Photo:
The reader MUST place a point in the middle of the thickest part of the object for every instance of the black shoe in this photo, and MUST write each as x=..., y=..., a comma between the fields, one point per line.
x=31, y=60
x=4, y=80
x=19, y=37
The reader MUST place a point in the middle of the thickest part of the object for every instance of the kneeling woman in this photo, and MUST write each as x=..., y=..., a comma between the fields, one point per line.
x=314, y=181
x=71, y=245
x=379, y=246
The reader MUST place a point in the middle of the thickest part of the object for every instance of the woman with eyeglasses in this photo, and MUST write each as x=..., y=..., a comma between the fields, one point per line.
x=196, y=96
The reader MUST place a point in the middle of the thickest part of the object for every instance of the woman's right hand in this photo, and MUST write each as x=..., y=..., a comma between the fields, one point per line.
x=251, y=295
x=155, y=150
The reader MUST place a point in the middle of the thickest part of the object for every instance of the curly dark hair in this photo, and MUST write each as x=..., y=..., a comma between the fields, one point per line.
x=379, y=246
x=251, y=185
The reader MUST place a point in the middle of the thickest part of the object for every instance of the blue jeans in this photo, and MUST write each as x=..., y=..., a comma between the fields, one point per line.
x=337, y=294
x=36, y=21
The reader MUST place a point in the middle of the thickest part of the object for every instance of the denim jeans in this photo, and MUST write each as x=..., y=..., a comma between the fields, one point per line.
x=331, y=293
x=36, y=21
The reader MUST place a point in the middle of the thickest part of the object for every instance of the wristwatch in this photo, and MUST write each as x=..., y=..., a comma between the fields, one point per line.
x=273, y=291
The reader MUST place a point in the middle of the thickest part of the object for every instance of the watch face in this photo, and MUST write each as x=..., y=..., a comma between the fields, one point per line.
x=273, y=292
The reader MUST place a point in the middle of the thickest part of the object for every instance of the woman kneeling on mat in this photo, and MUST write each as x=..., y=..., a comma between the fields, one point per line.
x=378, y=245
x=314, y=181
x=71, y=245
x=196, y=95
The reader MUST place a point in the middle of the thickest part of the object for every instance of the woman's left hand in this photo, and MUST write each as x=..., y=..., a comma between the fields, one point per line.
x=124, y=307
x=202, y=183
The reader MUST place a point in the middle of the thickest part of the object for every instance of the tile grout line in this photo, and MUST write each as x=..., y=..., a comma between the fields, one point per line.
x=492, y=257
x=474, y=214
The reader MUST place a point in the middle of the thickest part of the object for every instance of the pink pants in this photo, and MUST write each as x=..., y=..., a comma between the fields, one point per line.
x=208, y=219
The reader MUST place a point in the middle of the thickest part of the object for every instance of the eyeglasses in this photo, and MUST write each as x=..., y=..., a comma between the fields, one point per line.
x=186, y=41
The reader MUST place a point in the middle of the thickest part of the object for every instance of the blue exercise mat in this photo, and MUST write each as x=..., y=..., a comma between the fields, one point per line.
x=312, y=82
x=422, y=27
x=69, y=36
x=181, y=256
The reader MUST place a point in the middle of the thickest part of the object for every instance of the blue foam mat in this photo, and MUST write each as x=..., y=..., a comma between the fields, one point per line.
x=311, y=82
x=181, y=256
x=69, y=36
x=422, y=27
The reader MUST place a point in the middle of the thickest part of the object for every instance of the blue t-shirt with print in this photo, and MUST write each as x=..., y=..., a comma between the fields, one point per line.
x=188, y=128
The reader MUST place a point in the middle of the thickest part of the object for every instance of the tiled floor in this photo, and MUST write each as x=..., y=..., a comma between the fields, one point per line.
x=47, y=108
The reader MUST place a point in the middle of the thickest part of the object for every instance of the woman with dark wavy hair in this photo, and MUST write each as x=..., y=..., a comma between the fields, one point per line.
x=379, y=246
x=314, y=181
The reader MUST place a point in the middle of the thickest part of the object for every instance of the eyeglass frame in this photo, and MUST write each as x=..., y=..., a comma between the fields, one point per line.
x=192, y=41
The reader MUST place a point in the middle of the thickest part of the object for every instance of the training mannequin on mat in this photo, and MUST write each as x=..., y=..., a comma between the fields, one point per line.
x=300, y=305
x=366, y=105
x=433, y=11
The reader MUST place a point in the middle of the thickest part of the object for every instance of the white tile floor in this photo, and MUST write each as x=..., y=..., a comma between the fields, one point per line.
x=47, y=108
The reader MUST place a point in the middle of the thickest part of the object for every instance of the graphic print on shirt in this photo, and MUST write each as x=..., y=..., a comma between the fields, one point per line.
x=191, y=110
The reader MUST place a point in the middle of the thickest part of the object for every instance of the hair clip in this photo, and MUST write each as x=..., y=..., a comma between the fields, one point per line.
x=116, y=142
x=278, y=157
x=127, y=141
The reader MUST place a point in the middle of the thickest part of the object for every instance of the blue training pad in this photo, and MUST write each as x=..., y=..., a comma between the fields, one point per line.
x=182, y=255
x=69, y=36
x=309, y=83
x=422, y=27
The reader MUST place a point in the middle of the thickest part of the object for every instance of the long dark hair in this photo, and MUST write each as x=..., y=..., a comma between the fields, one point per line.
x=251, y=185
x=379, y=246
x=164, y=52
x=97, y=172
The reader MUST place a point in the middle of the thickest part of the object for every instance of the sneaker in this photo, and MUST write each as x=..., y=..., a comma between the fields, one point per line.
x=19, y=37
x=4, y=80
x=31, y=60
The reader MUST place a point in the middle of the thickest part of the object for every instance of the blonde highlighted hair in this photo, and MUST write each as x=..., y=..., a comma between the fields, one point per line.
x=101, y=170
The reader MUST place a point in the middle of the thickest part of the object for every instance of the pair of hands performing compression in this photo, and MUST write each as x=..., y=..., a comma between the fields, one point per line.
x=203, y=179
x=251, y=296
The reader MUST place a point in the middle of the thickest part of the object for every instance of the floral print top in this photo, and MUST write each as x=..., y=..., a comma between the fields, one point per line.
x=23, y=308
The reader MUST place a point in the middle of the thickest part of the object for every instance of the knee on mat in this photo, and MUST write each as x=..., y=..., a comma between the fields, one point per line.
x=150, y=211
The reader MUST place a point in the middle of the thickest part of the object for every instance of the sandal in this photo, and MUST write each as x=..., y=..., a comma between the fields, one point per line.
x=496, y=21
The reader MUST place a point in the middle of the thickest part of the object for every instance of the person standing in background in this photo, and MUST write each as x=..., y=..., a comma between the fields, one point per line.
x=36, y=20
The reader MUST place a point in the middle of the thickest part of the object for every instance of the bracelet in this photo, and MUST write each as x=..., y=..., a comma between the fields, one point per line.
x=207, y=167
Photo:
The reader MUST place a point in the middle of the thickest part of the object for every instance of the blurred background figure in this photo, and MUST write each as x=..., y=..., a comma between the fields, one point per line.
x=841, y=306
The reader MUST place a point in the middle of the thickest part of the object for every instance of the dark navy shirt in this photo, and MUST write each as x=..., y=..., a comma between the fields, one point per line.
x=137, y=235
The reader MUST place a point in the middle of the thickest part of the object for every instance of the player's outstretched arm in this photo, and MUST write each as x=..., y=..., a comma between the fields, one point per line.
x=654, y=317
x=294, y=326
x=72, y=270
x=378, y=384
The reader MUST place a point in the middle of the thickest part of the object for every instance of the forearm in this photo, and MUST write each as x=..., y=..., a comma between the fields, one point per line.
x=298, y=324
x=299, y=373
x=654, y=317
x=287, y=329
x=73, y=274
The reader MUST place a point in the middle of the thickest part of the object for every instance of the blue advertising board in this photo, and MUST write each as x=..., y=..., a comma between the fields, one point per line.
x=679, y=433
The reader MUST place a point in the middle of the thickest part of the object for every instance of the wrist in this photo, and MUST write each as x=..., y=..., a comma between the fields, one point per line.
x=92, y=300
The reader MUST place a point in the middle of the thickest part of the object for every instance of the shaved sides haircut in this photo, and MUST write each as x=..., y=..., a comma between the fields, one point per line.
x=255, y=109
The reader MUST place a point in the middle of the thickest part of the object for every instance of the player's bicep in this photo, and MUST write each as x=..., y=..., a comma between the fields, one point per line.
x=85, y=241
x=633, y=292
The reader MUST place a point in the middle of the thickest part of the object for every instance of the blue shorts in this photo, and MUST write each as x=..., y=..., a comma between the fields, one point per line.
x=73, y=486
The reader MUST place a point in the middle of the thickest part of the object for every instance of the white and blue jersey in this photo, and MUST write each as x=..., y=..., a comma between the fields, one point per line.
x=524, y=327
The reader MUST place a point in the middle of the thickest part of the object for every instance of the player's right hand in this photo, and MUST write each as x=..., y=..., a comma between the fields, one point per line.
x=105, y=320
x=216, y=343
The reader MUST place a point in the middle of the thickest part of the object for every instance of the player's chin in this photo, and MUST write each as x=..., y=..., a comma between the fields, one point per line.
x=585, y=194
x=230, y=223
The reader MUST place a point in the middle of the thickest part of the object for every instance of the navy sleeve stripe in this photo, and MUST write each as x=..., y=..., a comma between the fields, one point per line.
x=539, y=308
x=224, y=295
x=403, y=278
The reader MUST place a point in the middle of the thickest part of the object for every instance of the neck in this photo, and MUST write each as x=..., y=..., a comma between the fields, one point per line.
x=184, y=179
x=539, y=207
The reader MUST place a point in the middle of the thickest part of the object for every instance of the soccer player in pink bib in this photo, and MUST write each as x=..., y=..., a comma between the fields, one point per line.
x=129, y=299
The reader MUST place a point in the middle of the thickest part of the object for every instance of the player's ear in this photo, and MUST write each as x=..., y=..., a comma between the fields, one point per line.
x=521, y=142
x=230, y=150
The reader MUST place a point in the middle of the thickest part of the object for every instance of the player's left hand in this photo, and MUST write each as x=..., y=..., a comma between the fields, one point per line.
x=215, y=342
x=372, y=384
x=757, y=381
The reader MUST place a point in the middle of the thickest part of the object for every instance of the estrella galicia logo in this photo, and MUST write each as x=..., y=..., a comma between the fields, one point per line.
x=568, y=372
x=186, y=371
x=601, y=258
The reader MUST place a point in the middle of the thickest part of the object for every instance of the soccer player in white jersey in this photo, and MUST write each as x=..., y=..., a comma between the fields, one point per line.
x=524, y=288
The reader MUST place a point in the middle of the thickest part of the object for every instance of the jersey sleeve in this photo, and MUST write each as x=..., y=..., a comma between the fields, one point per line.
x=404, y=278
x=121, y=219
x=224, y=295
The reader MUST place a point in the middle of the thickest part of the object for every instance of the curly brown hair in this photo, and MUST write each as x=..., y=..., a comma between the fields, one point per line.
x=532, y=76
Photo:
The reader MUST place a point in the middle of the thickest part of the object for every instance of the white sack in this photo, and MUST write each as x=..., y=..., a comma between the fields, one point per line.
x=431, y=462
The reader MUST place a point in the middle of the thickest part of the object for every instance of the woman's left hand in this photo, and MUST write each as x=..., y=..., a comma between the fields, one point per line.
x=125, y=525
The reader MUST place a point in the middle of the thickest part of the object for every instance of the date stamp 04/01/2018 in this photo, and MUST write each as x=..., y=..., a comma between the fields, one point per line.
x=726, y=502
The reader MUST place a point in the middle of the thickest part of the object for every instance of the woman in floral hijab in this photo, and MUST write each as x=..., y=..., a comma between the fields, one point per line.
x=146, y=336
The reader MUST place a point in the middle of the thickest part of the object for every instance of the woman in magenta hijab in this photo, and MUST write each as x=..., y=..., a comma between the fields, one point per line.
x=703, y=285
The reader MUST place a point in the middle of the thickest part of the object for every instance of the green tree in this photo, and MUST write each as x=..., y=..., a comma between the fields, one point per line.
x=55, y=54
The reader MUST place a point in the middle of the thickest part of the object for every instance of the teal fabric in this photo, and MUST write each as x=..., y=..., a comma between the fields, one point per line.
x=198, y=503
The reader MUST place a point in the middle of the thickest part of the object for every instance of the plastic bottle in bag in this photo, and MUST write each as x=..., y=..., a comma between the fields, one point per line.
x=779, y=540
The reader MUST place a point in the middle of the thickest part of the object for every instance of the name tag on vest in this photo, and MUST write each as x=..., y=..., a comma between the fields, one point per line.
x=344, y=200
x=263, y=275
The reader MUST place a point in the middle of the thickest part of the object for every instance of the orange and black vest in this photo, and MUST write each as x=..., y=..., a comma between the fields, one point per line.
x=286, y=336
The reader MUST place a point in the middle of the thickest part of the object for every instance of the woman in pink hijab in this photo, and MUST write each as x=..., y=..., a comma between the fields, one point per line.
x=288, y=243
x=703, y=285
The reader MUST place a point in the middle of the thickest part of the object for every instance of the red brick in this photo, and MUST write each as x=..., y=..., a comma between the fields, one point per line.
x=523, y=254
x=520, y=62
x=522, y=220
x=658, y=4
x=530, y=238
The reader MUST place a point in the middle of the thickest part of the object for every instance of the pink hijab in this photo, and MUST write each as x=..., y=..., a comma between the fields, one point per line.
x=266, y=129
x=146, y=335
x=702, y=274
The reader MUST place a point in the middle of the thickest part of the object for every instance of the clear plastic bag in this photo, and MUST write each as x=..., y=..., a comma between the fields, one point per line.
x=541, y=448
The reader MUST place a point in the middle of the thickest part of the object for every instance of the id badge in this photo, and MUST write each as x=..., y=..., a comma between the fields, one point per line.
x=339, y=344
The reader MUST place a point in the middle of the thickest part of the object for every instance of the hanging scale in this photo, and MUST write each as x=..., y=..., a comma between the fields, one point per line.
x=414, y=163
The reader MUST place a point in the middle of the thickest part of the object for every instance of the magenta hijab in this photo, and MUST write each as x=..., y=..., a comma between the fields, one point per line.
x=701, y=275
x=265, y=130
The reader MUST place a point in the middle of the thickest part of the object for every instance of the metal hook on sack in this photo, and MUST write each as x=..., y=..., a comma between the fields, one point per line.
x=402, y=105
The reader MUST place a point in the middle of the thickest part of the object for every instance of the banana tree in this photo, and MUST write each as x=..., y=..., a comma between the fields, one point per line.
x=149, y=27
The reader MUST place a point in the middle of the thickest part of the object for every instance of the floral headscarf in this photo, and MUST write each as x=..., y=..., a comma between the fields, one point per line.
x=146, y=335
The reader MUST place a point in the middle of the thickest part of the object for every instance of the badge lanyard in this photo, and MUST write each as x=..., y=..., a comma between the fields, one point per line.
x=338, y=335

• **Objective**
Copy out the lines above, starting at the line that contains "the eyeglass frame" and ending after the line that contains "x=433, y=11", with every character unchanged.

• **Response for this exercise**
The reader MUST place a point in the middle of the thickest part of the object for every instance of the eyeglass frame in this photo, and MUST write each as x=..., y=..., a comma between the fields, one point per line.
x=192, y=41
The reader MUST place a point in the middle of the thickest part of the object for every instance of the training mannequin on mat in this photo, and MUST write each as x=..., y=..., a comma between the fields, one point per line.
x=300, y=305
x=366, y=105
x=433, y=11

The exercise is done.